* What to work on *
Copy every line of the records below word for word, leaving out the pictures.

* Material for this task *
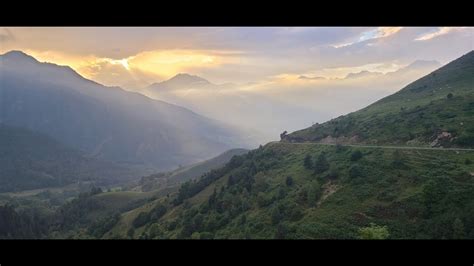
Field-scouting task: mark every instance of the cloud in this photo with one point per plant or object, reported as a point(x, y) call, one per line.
point(440, 31)
point(6, 35)
point(380, 32)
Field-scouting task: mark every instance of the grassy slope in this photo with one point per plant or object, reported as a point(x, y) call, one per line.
point(385, 194)
point(413, 116)
point(31, 160)
point(415, 193)
point(174, 178)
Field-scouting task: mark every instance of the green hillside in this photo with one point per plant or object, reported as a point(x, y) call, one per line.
point(31, 160)
point(182, 174)
point(303, 190)
point(436, 110)
point(273, 193)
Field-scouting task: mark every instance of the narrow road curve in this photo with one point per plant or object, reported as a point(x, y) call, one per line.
point(377, 147)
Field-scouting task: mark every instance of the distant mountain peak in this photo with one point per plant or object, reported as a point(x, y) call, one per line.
point(424, 63)
point(18, 55)
point(187, 78)
point(179, 81)
point(363, 73)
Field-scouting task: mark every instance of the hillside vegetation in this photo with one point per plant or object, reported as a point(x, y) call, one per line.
point(436, 110)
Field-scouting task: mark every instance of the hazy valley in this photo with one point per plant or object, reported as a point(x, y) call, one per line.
point(384, 153)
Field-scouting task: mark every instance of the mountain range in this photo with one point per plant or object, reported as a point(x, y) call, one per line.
point(107, 123)
point(371, 174)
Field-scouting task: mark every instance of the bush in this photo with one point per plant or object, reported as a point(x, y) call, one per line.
point(355, 171)
point(321, 165)
point(355, 156)
point(308, 162)
point(141, 220)
point(374, 232)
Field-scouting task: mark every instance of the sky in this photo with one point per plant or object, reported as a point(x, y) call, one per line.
point(136, 57)
point(314, 68)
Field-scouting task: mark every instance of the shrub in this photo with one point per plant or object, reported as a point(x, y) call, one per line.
point(355, 171)
point(355, 156)
point(308, 162)
point(374, 232)
point(321, 165)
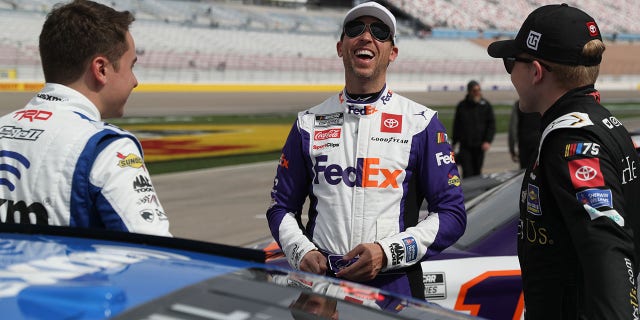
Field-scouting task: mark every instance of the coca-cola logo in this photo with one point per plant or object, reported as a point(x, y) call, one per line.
point(327, 134)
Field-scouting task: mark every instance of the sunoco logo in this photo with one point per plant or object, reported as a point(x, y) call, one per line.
point(130, 160)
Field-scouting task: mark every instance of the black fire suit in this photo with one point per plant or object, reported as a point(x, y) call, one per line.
point(579, 208)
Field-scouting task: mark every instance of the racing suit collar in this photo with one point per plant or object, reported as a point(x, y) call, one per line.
point(54, 93)
point(558, 108)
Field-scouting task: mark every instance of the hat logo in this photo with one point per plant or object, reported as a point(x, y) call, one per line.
point(593, 29)
point(533, 39)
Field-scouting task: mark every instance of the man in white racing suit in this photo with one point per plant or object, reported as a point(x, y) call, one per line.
point(60, 164)
point(367, 158)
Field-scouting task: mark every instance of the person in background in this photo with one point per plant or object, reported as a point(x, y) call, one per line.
point(524, 135)
point(474, 126)
point(60, 164)
point(367, 158)
point(579, 230)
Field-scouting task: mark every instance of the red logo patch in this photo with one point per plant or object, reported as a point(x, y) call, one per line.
point(593, 29)
point(391, 123)
point(586, 173)
point(327, 134)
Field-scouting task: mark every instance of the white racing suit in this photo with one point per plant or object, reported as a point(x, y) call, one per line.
point(366, 168)
point(61, 165)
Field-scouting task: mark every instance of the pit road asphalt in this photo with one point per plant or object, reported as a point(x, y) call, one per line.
point(227, 205)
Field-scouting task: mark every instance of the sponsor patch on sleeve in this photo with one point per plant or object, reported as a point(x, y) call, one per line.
point(411, 249)
point(582, 148)
point(586, 173)
point(391, 123)
point(327, 120)
point(596, 198)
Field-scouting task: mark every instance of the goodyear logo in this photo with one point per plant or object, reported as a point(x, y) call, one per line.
point(131, 160)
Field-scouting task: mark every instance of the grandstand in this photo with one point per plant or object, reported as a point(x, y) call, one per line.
point(442, 42)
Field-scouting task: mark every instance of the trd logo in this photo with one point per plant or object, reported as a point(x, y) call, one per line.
point(367, 175)
point(12, 171)
point(33, 115)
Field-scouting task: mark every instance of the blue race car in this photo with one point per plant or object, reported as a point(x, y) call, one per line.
point(69, 273)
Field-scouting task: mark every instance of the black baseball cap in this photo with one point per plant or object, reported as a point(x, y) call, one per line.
point(555, 33)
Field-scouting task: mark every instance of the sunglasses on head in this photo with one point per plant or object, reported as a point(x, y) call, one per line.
point(378, 30)
point(510, 62)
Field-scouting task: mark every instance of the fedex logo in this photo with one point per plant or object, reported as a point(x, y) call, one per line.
point(368, 174)
point(367, 110)
point(445, 158)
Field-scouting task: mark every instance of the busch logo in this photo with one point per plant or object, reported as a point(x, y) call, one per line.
point(397, 253)
point(327, 134)
point(366, 175)
point(18, 212)
point(445, 158)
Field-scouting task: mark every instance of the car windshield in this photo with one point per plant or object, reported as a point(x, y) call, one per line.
point(491, 210)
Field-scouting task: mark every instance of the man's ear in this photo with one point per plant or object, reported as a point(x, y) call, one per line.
point(98, 68)
point(538, 73)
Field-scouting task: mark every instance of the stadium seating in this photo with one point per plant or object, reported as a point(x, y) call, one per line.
point(188, 41)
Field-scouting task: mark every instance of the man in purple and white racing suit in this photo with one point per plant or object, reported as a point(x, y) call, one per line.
point(367, 158)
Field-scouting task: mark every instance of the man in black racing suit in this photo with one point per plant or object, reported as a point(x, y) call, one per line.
point(580, 199)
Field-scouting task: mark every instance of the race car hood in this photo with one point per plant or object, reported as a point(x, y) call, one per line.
point(71, 276)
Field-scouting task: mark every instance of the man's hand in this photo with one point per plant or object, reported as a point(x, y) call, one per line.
point(370, 262)
point(314, 262)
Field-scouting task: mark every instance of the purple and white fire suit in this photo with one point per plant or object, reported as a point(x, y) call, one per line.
point(366, 168)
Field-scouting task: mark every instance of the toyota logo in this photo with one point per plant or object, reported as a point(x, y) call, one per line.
point(391, 123)
point(585, 173)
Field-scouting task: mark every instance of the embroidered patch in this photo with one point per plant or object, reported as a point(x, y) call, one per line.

* Answer to the task *
Field-scouting task: mark every instance of the cloud in this photo with one point per plant or object, reported as a point(x, y) call, one per line.
point(440, 31)
point(6, 35)
point(380, 32)
Field-scouting task: mark every instance of the grassy slope in this photo with one point per plant or object, reported as a point(x, y) call, one per line.
point(385, 194)
point(413, 116)
point(31, 160)
point(415, 193)
point(174, 178)
Field-scouting task: mark every instance of the green hillside in this photo with one point per plant or object, reported as a point(x, y) call, one per line.
point(31, 160)
point(182, 174)
point(303, 190)
point(436, 110)
point(273, 193)
Field-scouting task: mark every instance of the narrow road curve in this photo with one point per plant or object, reported as a point(x, y) call, one per line.
point(377, 147)
Field-scouting task: mark every instance of the distant mountain peak in this photo with one point per plant or object, reported as a point(x, y) call, one per line.
point(424, 63)
point(18, 55)
point(187, 78)
point(179, 81)
point(363, 73)
Field-scouting task: mark every instance of the hillside vegetation in this photo with one point per plant or object, reported as a point(x, y) call, one per line.
point(436, 110)
Field-scouting task: mark every instance of the hazy valley in this photo with one point per plant or object, reported as a point(x, y) call, one per line.
point(384, 153)
Field-scouting task: mark every instance of the mountain range in this photo with one point per plant or object, reported as a point(x, y) call, one per line.
point(107, 123)
point(371, 174)
Field-scouting task: mark every instance of the bush in this photo with one point per plant or object, reported as a point(x, y) call, one per line.
point(355, 171)
point(321, 165)
point(355, 156)
point(308, 162)
point(141, 220)
point(374, 232)
Field-scouting task: mark every instance of the sky in this photo with one point per plant or object, reported as a point(x, y) call, one per line.
point(136, 57)
point(314, 68)
Field-scouting task: mark every instance of the shrub in this photo with one point per plant or object, reported as a point(x, y) call, one per line.
point(355, 171)
point(355, 156)
point(308, 162)
point(374, 232)
point(321, 165)
Field-scouting task: mark every instance of the coca-cola logo in this photo with one point per plant or object, reported as a point(x, y) call, one per line.
point(327, 134)
Field-scouting task: mark every instance of the sunoco logo in this photo with one point per plant or object, reported as a point(x, y) call, one per line.
point(130, 160)
Field-scouting task: mark every instance of the black fire suit in this photo with one point per plant or object, reported as a point(x, y) call, one per line.
point(579, 208)
Field-scouting task: mark every instance of the racing suit collar in this photo with one point per plant or object, reported as a point(x, y) call, one per line.
point(54, 93)
point(558, 108)
Field-scouting task: mark every instance of the hat logo in this photo with one point per plant or object, reported as a point(x, y) call, one per line.
point(593, 29)
point(533, 39)
Field-scouting task: mark every instance of the man in white racing suit in this photo with one point per plant or object, reported as a point(x, y) call, one per line.
point(60, 164)
point(367, 158)
Field-scouting task: mark every instance of the person in background in this photo with one point per plant or object, reported as a point(x, y) call, one per line.
point(524, 135)
point(474, 126)
point(60, 164)
point(367, 158)
point(579, 230)
Field-scouting task: mark every instance of the red logo patch in this photo with one point per plant or object, reported as a point(x, y) call, one per line.
point(593, 29)
point(391, 123)
point(586, 173)
point(327, 134)
Field-scouting task: mark every instance of the white racing suit in this photo with one point per plant or object, reported as a point(x, y) call, one per line.
point(366, 168)
point(61, 165)
Field-scouting task: mark every instance of the pit road asphalt in this photo with one point per plant or object, reported as a point(x, y) call, one per line.
point(227, 205)
Field-scouting task: mark every instance of the sponsor patch on sleeve in this photo with one point per plant or object, reported as a point(x, y) call, one per line.
point(411, 249)
point(582, 148)
point(586, 173)
point(391, 123)
point(327, 120)
point(596, 198)
Field-scouting task: mark every instance of the goodyear logo in this photo with one point per plant or object, reported as a point(x, y) call, one per line.
point(131, 160)
Field-scouting task: mark every instance of the grandstand in this photo with one point per plant or object, reported as a point(x, y) call, one per line.
point(442, 42)
Field-scouting task: mark every instance of the trd logo in this photo with one point per plant or object, reported as a point(x, y) call, one per line.
point(367, 175)
point(12, 171)
point(33, 115)
Field-scouting task: mark every instance of the blue race car in this photo with one point per plant or object, reported as a point(x, y) call, one per line.
point(69, 273)
Field-scouting task: mark every instance of the black baseball cap in this photo with one point per plant or object, reported as a point(x, y) call, one per line.
point(555, 33)
Field-scouting task: mark every instance of the sunglasses on head in this photo with one point per plant or object, reported as a point(x, y) call, one per line.
point(378, 30)
point(510, 62)
Field-scouting task: mark every instance of the fedex logo in this photo with one point per plant or object, reported as a point(x, y) call, one per line.
point(368, 174)
point(367, 110)
point(445, 158)
Field-scouting task: mark every instance of the busch logo in this photo with one point per plant or object, reported as a point(x, y) call, one per line.
point(397, 253)
point(327, 134)
point(366, 175)
point(18, 212)
point(445, 158)
Field-scouting task: mark every instance of the car windshield in this photo with one point per plant or object, reported as a point(x, y) call, one per line.
point(491, 210)
Field-scouting task: mark every instance of the man's ear in this photo with one point per plant or object, reported as a point(x, y) call, one per line.
point(98, 68)
point(538, 73)
Field-scouting task: mark every instance of the stadium seating in this photo with one point per plant or object, reported as a point(x, y) call, one per line.
point(188, 41)
Field-scouting task: mark every instance of the man in purple and white racing suit in this photo with one point per plant or object, reported as a point(x, y) call, one per line.
point(367, 158)
Field-scouting task: mark every instance of the man in black racing suit in this photo with one point per plant or object, reported as a point(x, y) call, one per line.
point(580, 199)
Field-scouting task: mark every instance of the race car hood in this photo with one point per plant or object, reported as a point(x, y) call, one per line.
point(71, 276)
Field-scouting task: mark every instance of the man's hand in this photo with one point per plant or object, reported as a point(x, y) call, one per line.
point(370, 262)
point(314, 262)
Field-scouting task: mark every instance of the purple and white fire suit in this photo with one point per plant or object, reported as a point(x, y) call, one per line.
point(366, 168)
Field-scouting task: mark every instance of the toyota logo in this photo with one point per plant or object, reported as a point(x, y) call, one per line.
point(391, 123)
point(585, 173)
Field-scouting task: mark every instance of the embroidered patch in this photo with one point per plant or object, reported as a point(x, y) call, one per line.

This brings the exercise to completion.